▶ What you are asked to do:
Print the stretch of the Bentley Brexit text from "CEO Adrian Hallmark" through "20,’ Hallmark said." word for word.

A quarter of Bentley’s global profits could be wiped off by a hard Brexit, the firm’s boss has said.
CEO Adrian Hallmark said today that the firm is ‘as prepared as we can be’ and has been taking measures to shore-up the company ahead of leaving the EU without a deal in place.
‘We used to run with two days of components in stock around the factory. Today, we’ve got 14. By the middle of January, it’ll be 20,’ Hallmark said.
‘We will have almost four weeks of production components in stock so we’re ready.’
Hallmark added that while Brexit ‘would not kill us, it would dent our profitability’.
The Bentley chairman said that if the company did nothing to prepare for the event of a no-deal Brexit, the result could have a significant impact on the firm’s profits. If Bentley had to absorb the potential increases on component duty and tax when importing vehicles to countries outside of the UK, it could cost it ‘around a quarter of our global profits. If we passed it all on (to the consumer), it would cost us about 20 per cent of our global profits.’
He said: ‘We either lose volume and put the prices up or we maintain volume and lose contribution because we’ve taken more cost on.’
Hallmark also added that his ideal Christmas present would be a deal with the European Union.
Despite the warnings, Hallmark is under the impression that given the lack of discussion surrounding the relationship of the automotive sector with the EU a deal may have already been done.
‘The government understands what hard Brexit means to us. We’re very privileged to have regular communication with various government ministers,’ he said. ‘Covid has improved communication quality and frequency immeasurably, both on Brexit and the Road to Zero. I feel that they listen.
‘But the gentle coaching that we’ve had has become less gentle. I don’t think they’re scaremongering us because they don’t need to.
‘I don’t know what’s going on behind closed doors. I’m always a positive thinker, and the fact that automotive disagreements haven’t popped up as one of the top three leads me to believe that there is an accord – or the basis of an agreement – in which automotive is already aligned.
‘So sort the fish out, agree who is going to arbitrate, and let’s crack on’.

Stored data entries
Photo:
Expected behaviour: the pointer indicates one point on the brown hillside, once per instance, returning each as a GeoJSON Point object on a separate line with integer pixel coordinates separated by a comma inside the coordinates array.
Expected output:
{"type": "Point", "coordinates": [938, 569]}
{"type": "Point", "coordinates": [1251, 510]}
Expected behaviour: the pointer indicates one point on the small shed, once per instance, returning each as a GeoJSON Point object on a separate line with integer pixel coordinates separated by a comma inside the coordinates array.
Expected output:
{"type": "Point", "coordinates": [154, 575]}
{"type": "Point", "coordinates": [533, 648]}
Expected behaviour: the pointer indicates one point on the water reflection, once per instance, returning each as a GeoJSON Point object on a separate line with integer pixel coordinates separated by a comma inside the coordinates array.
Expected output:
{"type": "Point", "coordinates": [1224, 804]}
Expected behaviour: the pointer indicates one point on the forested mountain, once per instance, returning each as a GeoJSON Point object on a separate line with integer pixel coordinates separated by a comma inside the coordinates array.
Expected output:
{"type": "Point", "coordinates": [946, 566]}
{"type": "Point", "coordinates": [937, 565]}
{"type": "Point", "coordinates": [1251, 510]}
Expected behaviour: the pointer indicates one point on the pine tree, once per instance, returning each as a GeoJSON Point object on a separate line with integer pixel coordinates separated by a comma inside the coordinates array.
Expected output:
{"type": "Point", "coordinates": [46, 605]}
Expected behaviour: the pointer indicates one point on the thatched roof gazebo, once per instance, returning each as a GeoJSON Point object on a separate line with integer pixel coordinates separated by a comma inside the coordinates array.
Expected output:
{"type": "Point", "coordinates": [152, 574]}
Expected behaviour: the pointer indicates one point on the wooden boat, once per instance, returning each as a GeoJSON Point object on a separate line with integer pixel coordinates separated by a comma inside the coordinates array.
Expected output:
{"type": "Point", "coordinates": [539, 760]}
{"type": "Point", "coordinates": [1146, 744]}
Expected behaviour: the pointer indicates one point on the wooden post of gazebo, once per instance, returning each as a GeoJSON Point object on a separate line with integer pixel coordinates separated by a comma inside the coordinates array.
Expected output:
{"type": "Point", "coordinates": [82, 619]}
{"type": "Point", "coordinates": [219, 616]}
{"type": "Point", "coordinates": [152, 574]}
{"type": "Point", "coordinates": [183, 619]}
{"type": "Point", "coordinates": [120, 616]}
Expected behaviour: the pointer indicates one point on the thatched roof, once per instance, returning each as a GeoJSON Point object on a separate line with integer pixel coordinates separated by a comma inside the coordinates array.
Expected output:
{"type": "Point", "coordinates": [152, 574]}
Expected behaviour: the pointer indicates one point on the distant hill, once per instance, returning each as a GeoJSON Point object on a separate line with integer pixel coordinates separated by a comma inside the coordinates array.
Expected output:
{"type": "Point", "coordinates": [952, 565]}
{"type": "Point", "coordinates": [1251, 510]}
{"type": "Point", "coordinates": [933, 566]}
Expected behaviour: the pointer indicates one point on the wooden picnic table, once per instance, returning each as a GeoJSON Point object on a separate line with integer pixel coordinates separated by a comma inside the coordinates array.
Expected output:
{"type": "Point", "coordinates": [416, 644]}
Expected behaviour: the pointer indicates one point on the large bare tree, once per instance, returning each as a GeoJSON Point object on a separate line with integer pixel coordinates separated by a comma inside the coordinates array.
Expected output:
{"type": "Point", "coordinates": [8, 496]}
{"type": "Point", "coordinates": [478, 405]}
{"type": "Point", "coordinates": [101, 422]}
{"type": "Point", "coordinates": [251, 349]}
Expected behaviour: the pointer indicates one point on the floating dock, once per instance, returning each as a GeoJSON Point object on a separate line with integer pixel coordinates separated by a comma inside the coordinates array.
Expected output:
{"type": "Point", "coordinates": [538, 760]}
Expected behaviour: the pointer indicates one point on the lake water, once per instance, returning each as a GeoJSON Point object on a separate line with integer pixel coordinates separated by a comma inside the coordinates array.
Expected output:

▶ Solution to the problem:
CEO Adrian Hallmark said today that the firm is ‘as prepared as we can be’ and has been taking measures to shore-up the company ahead of leaving the EU without a deal in place.
‘We used to run with two days of components in stock around the factory. Today, we’ve got 14. By the middle of January, it’ll be 20,’ Hallmark said.